** begin PROVIDED ENTRIES **

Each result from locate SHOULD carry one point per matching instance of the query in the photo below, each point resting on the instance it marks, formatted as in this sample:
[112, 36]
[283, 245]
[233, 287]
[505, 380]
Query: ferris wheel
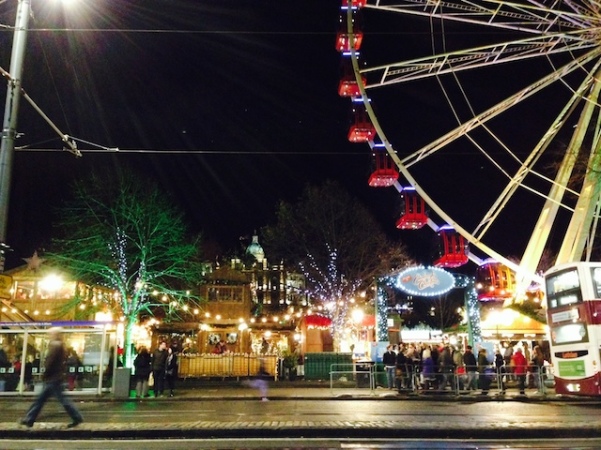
[489, 111]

** end PROVIDED ENTRIES **

DIRECTION: Retype every item above exactly, omitting the pictures from your answer.

SOLUTION TO THIS EXERCISE:
Each result from locate SHOULD carry one point per matching instance of the query in the photo below, each point resting on the instance it marks, formatted as in this sample:
[112, 36]
[283, 245]
[233, 287]
[505, 380]
Query: ferris wheel
[489, 111]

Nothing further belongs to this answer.